→ **Page text**:

Active kindness

Financial aid and encouragement helped turn Wendy Jerome's life around. Now she's doing the same for U of A students

Stephanie Bailey, '10 BA(Hons) - 3 December 2020

UAlberta grad and pioneering sport psychologist Wendy Jerome reflects on her inspiring life, and why she gives back to students.

The hallways of Victoria Composite High School felt less intimidating when Wendy Jerome, '58 BPE, returned at 20 years old. She was no longer the painfully shy teenager who had once walked through there.


After all, Wendy had just fulfilled her dream of attending the University of Alberta, and had the physical education degree to prove it. But before she took her next step, there was one thing she had to do.


"I wanted to thank the teachers and the principal because I couldn't have done it without them being there for me," she explains. And that day, one teacher had a final assignment for Wendy: "Now do the same for someone else."


Wendy has indeed paid forward the teacher's kindness. In fact, she went on to dedicate her whole career to helping others - as a teacher, an Olympic-level coach and a pioneering sport psychologist. Now retired, she continues to give back through a bursary for students in financial need in the Faculty of Kinesiology, Sport, and Recreation, and she has made a gift in her will to that same bursary.


"I want to help that student who's at a critical point in their education but having a tough time trying to make ends meet, trying to do it on their own," she explains. "That student who is like me."

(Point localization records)
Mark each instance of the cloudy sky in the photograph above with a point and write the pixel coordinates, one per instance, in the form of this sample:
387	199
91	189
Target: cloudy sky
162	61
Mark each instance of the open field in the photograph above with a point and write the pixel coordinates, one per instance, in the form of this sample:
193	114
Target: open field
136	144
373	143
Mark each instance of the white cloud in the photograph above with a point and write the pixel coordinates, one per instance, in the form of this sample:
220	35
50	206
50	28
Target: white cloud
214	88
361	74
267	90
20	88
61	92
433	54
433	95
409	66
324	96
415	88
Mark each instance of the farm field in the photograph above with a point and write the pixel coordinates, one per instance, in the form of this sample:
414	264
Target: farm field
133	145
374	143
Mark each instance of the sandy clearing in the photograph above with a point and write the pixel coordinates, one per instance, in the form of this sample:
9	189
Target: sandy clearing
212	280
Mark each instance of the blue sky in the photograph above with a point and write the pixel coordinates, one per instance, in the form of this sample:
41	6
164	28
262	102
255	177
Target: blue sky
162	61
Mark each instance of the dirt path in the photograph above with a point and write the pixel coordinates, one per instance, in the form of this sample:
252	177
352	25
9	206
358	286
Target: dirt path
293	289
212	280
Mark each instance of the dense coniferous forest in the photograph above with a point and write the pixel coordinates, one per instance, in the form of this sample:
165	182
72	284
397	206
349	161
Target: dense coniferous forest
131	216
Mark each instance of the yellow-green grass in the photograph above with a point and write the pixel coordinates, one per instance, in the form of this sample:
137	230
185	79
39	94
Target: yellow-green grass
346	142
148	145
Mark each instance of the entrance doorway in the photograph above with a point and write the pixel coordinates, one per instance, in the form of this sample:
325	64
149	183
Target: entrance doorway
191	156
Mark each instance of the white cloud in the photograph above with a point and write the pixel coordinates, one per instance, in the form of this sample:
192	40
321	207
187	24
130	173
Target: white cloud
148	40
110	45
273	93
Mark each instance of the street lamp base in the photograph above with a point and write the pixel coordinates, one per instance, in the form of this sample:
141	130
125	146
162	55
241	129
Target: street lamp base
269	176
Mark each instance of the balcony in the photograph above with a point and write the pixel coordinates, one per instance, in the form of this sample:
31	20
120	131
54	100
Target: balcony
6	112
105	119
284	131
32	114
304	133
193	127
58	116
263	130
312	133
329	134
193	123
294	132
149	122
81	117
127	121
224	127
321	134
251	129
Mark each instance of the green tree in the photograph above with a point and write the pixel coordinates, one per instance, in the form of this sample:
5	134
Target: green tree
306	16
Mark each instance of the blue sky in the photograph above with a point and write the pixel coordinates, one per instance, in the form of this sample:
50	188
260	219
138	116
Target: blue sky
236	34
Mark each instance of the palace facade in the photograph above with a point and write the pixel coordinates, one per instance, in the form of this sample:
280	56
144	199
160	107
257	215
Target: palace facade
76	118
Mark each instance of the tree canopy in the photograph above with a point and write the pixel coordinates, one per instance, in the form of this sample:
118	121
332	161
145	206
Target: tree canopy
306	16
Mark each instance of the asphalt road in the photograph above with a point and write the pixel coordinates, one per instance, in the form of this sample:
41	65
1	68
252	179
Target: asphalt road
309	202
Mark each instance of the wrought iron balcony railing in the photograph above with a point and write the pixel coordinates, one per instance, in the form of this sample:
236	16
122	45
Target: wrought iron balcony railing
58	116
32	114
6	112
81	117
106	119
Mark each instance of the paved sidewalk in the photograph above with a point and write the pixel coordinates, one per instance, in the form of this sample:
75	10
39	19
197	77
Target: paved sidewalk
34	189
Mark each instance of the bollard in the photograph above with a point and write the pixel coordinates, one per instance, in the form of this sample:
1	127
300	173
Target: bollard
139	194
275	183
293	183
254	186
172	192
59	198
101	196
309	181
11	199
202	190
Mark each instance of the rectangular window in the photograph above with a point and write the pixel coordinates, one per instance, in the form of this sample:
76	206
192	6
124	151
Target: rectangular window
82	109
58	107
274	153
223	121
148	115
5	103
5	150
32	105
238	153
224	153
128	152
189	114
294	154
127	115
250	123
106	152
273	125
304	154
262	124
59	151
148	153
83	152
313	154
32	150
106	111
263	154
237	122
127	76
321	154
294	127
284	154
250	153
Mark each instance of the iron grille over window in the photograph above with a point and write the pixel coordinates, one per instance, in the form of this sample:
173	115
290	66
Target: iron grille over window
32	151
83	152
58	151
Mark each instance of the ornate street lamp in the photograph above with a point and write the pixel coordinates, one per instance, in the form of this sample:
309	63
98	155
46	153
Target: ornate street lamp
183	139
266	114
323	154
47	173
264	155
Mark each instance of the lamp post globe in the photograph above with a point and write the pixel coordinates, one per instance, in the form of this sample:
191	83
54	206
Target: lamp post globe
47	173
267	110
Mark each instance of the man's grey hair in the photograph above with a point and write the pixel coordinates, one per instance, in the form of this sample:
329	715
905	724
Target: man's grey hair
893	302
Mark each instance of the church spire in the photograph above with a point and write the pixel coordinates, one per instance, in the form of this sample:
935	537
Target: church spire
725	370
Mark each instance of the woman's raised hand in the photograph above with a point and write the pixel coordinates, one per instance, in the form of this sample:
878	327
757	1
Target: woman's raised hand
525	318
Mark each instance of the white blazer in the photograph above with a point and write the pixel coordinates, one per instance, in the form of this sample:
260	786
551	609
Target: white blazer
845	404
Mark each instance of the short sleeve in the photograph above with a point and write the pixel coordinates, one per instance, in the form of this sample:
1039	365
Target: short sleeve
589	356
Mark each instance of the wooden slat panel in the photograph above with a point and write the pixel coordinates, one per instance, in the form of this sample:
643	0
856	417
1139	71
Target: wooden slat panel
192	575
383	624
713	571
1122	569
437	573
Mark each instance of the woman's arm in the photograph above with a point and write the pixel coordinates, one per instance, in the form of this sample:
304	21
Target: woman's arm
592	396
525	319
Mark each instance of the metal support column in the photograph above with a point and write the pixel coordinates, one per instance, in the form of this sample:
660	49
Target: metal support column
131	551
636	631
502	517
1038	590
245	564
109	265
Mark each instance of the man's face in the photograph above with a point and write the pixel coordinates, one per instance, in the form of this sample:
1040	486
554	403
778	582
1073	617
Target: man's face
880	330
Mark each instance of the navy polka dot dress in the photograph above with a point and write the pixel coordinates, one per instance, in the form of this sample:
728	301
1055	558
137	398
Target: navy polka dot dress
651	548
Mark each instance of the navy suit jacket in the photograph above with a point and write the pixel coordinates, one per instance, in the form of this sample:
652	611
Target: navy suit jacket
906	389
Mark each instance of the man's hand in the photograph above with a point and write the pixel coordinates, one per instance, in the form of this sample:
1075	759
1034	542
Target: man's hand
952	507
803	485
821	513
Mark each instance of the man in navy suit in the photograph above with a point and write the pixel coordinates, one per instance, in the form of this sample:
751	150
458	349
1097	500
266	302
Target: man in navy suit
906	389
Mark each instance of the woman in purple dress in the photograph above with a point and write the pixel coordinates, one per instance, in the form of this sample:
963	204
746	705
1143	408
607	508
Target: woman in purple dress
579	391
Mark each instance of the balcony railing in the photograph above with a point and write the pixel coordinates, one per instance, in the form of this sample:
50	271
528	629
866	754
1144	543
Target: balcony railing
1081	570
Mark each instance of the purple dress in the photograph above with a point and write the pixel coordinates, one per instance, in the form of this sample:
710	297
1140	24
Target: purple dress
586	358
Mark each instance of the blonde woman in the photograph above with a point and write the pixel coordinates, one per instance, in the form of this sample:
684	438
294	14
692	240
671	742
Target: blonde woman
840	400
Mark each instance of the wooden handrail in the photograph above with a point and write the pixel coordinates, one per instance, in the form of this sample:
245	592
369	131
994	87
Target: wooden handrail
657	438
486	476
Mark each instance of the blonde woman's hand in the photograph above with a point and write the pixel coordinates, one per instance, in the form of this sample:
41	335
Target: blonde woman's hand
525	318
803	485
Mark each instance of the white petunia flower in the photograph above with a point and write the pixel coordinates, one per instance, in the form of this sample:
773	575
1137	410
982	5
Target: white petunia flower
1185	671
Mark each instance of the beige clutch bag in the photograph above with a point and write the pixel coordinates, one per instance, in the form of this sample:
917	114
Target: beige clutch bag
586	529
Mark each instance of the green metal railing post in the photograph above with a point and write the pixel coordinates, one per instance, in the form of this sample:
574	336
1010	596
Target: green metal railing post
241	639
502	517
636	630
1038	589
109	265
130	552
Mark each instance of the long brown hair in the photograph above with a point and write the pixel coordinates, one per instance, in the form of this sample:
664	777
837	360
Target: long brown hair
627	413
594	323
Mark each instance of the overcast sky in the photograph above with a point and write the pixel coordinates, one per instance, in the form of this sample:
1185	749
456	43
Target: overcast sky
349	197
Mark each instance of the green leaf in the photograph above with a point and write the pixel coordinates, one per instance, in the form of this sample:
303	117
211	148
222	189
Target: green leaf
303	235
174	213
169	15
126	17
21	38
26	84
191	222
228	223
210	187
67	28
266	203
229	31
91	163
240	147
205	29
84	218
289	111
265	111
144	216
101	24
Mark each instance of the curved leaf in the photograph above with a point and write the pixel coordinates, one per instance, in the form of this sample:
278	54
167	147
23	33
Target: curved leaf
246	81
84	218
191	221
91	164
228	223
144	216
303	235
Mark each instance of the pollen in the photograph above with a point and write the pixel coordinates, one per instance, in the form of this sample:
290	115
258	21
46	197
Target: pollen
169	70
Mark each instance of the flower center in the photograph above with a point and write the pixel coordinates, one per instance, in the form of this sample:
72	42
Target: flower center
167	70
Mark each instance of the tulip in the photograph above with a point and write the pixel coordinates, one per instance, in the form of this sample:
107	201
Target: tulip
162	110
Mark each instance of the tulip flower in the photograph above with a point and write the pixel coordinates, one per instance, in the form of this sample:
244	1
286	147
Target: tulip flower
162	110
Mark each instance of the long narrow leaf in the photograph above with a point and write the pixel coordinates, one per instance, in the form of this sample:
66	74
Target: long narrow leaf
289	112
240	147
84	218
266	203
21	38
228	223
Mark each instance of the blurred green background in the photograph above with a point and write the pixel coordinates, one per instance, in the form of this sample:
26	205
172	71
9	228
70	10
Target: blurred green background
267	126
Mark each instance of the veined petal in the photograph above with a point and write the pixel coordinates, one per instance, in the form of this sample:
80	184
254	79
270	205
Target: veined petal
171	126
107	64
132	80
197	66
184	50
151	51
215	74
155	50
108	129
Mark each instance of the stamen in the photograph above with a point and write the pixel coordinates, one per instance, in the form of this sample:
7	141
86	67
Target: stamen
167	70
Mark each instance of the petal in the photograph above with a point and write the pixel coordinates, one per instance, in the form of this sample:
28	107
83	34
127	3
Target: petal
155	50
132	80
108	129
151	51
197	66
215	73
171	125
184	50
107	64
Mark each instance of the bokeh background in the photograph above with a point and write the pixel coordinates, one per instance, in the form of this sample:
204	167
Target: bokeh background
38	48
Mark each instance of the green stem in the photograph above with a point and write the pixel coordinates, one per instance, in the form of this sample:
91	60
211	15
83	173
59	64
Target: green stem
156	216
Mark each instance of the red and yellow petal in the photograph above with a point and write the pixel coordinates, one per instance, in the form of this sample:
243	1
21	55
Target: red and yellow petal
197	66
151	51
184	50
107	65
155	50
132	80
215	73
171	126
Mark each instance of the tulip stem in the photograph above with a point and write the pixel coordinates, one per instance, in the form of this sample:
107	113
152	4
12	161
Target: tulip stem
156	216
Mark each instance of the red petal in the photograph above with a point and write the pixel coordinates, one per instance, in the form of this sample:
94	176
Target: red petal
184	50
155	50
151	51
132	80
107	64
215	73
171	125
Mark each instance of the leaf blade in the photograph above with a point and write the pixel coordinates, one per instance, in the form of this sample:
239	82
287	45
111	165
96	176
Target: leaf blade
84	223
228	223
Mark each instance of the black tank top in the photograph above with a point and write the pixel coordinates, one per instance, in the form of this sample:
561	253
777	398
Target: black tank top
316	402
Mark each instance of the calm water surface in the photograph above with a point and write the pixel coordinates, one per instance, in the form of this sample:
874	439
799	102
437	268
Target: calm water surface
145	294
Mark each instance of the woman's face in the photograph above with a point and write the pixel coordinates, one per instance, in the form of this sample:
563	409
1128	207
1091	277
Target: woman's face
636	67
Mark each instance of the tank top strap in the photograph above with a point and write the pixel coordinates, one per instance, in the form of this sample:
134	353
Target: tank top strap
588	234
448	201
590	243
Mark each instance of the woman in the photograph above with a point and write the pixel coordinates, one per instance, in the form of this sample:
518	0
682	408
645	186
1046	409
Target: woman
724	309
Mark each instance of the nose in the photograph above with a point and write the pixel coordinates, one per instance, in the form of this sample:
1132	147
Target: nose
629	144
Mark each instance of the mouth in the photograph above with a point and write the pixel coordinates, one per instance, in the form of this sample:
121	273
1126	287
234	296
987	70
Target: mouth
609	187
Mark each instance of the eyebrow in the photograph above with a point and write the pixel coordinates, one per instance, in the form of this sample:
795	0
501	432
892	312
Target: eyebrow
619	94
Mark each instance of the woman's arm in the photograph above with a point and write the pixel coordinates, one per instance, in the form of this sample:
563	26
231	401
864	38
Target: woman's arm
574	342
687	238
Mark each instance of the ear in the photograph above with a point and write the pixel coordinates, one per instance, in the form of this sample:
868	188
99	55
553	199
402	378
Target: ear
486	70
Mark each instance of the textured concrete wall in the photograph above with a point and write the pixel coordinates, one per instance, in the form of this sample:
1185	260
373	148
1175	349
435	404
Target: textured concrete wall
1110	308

→ **Problems to work on**:
(a) In the article about Wendy Jerome, how old was she when she returned to Victoria Composite High School?
(b) Reproduce the article about Wendy Jerome between "Wendy has indeed" and "that same bursary.", inclusive.

→ **Answers per task**:
(a) She was 20 years old.

(b)
Wendy has indeed paid forward the teacher's kindness. In fact, she went on to dedicate her whole career to helping others - as a teacher, an Olympic-level coach and a pioneering sport psychologist. Now retired, she continues to give back through a bursary for students in financial need in the Faculty of Kinesiology, Sport, and Recreation, and she has made a gift in her will to that same bursary.